Problem requirements: Once the line containing "Query: reel body" is found, copy it and each subsequent line exactly. Stop at the end of the records below.

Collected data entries
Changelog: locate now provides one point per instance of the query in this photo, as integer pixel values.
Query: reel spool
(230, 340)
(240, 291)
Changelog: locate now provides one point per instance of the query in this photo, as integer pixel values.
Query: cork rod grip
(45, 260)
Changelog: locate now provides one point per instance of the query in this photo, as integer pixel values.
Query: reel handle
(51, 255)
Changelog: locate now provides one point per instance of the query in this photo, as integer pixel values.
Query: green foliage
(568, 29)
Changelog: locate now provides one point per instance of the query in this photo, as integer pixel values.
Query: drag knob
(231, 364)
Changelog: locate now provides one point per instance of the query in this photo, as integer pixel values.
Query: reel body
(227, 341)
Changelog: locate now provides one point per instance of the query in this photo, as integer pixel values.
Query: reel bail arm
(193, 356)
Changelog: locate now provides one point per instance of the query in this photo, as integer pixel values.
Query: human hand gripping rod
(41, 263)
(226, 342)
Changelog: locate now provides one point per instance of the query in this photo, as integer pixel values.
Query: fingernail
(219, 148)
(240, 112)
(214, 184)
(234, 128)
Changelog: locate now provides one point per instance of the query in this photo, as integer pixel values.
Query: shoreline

Reply to the exercise:
Query: reel body
(227, 341)
Changelog: locate now provides one point per instance of the query in this photo, as integer pixel values.
Query: reel bail arm
(193, 356)
Changelog: locate now provides one point per instance of the query in this photo, as integer pixel values.
Query: human hand gripping rod
(41, 263)
(226, 342)
Changelog: locate now provides one point per instance of the query in this photo, as integer pixel values.
Query: fingernail
(219, 148)
(240, 112)
(214, 184)
(234, 128)
Changelog: locate now provides one point per instance of the query in this photo, as integer pixel values.
Query: shoreline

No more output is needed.